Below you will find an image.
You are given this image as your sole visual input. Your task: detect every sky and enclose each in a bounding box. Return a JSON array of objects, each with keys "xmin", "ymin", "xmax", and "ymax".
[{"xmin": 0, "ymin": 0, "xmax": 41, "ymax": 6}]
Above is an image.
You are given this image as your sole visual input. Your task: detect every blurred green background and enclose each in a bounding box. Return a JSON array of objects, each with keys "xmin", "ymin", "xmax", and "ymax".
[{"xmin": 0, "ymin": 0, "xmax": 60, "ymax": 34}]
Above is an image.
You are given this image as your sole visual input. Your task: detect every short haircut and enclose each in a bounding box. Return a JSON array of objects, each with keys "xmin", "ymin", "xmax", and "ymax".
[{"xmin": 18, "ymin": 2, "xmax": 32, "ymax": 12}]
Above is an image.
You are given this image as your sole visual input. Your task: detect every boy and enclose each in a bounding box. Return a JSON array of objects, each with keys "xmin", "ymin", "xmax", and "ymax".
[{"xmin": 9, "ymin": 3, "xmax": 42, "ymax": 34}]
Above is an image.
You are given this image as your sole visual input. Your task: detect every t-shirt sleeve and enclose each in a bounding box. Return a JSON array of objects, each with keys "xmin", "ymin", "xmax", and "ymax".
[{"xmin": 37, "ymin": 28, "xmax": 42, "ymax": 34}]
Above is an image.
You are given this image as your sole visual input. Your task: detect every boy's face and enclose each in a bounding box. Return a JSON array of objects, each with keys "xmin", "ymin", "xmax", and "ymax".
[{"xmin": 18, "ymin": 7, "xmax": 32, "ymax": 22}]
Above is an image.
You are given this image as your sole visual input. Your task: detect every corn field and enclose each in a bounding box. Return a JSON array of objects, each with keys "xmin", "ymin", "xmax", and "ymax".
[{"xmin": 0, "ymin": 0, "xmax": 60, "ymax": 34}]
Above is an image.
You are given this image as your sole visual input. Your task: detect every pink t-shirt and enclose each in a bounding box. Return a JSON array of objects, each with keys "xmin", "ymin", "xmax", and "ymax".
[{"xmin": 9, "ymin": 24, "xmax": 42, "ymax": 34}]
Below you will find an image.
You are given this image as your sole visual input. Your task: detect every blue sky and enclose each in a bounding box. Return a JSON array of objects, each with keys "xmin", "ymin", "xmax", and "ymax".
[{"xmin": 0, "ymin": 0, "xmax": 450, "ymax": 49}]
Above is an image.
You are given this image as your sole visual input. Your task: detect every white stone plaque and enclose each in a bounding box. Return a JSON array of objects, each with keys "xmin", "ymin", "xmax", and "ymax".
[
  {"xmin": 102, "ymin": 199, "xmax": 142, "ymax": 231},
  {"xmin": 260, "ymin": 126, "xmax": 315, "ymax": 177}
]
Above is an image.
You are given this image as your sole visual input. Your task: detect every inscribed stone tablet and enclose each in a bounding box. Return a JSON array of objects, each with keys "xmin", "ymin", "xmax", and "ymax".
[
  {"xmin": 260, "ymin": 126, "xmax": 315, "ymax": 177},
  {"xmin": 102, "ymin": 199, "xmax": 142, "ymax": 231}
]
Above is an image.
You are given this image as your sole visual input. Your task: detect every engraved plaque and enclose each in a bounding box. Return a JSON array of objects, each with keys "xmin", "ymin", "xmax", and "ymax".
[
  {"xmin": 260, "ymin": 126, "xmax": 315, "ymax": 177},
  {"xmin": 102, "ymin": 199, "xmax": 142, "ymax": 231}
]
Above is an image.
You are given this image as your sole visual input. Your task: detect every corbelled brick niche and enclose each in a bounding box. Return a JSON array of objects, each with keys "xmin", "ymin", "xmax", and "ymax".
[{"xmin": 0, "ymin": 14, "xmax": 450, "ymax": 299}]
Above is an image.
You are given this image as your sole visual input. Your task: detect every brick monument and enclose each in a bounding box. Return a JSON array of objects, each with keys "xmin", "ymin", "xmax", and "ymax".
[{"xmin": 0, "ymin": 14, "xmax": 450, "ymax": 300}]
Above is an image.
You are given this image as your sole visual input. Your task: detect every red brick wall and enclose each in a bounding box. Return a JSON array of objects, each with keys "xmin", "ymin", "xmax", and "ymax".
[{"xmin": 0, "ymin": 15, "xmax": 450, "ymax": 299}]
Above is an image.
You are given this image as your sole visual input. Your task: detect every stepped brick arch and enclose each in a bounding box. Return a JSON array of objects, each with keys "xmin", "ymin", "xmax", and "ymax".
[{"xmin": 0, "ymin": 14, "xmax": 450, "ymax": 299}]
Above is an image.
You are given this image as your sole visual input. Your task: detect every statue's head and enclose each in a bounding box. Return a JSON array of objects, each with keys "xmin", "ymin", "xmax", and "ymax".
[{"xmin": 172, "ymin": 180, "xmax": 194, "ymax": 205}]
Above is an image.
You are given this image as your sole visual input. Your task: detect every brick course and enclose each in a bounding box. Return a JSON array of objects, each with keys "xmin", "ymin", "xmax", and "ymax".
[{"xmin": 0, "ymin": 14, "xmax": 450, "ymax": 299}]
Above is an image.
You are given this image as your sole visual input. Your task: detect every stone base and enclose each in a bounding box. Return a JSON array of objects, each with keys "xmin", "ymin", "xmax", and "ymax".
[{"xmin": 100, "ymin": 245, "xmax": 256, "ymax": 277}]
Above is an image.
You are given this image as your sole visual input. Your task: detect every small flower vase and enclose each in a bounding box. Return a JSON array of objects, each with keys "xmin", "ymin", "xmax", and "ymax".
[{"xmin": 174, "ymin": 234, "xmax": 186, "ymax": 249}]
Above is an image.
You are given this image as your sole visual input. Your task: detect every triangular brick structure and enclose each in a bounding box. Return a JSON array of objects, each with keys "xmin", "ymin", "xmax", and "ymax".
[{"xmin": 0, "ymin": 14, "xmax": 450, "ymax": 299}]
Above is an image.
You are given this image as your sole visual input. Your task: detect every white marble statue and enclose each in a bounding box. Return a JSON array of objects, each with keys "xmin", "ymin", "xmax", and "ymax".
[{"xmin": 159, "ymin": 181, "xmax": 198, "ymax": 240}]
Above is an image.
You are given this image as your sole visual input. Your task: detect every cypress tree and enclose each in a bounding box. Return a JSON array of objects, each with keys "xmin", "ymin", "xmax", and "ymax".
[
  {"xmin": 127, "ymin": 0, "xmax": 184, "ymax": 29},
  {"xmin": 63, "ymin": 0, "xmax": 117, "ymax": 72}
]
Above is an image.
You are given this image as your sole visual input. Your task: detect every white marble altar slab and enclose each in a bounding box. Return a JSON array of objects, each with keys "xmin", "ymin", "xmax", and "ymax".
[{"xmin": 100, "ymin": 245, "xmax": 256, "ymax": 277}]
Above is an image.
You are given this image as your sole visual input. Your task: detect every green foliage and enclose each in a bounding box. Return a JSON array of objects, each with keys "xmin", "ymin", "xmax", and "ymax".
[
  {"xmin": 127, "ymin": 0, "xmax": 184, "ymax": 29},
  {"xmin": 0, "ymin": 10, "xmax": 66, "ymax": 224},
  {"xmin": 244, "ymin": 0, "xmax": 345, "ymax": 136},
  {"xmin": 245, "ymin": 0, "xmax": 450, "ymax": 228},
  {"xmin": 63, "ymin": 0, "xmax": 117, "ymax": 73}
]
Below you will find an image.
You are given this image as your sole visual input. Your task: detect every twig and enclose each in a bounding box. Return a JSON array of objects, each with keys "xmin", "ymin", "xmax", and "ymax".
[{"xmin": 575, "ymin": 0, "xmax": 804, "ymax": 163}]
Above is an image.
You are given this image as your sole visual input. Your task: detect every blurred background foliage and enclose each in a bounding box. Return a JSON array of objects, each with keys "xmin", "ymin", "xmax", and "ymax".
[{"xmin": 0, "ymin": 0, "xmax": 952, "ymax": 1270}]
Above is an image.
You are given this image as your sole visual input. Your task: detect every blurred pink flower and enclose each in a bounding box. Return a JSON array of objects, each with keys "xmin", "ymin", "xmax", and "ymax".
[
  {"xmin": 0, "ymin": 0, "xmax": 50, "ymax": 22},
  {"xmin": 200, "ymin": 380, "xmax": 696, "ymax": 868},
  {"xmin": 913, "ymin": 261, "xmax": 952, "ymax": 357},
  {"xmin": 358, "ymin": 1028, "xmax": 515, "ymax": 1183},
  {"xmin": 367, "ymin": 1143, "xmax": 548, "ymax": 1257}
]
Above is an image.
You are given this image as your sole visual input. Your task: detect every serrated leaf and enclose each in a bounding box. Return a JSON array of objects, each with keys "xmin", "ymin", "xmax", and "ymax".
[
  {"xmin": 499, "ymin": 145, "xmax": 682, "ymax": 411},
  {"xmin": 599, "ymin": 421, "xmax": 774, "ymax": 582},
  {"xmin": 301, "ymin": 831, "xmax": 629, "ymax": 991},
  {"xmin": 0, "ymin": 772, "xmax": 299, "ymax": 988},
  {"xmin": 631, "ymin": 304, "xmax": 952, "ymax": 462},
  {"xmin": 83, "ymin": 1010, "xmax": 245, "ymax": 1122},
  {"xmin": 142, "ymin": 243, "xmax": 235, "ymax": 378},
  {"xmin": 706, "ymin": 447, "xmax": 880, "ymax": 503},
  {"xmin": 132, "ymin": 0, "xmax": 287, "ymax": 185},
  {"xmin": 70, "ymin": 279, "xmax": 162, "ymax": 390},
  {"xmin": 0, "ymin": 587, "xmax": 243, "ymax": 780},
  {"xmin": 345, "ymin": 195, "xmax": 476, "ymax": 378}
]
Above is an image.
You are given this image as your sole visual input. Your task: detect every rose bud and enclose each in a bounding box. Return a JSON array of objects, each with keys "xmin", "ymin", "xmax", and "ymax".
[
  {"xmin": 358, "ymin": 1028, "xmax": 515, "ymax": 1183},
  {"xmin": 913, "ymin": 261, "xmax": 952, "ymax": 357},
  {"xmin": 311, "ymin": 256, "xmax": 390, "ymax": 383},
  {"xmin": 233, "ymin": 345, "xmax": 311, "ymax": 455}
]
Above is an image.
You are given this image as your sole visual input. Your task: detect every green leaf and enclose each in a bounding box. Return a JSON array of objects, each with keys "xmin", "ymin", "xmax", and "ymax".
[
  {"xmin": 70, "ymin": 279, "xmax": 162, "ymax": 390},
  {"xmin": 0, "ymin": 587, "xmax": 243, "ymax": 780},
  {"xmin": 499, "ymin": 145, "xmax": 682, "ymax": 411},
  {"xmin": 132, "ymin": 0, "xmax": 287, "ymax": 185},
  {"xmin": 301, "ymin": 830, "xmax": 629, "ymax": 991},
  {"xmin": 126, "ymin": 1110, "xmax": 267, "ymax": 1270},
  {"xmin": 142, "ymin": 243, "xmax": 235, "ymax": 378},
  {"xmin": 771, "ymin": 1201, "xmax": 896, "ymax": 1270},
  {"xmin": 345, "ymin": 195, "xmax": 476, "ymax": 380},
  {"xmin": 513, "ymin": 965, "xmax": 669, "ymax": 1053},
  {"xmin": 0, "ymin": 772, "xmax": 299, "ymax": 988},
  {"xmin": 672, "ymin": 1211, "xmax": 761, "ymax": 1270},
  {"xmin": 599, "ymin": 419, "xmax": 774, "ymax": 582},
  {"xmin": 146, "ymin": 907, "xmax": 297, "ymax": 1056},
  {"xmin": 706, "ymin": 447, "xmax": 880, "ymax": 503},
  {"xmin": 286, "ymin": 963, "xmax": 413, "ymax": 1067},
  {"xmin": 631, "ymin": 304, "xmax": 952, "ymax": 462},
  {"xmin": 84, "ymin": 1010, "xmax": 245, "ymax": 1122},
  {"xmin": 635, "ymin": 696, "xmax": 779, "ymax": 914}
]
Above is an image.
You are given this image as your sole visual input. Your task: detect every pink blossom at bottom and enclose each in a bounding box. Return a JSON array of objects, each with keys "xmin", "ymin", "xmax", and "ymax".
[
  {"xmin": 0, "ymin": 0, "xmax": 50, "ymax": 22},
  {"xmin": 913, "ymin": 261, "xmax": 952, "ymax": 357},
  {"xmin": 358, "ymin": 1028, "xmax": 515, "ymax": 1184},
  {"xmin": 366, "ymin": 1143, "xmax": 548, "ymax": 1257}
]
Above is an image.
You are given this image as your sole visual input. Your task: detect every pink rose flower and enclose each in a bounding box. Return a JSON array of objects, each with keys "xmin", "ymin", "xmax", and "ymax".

-----

What is needed: Copy out each line of the records above that contains the word "white", treating case as significant.

Exercise response:
You are given this image as your sole visual input. Your task: detect every white stone plaque and enclose each in a bounding box. Return a JSON array of objects, each with keys "xmin", "ymin", "xmax", and "ymax".
You are given this image as your sole visual input. Your task: detect every white marble statue and enclose each in a bounding box. Return a JSON array of objects, each with keys "xmin", "ymin", "xmax", and "ymax".
You are given this image as your sole visual input. Your task: detect every white marble altar slab and enclose each in a bounding box. Return a JSON array of objects, each with keys "xmin", "ymin", "xmax", and "ymax".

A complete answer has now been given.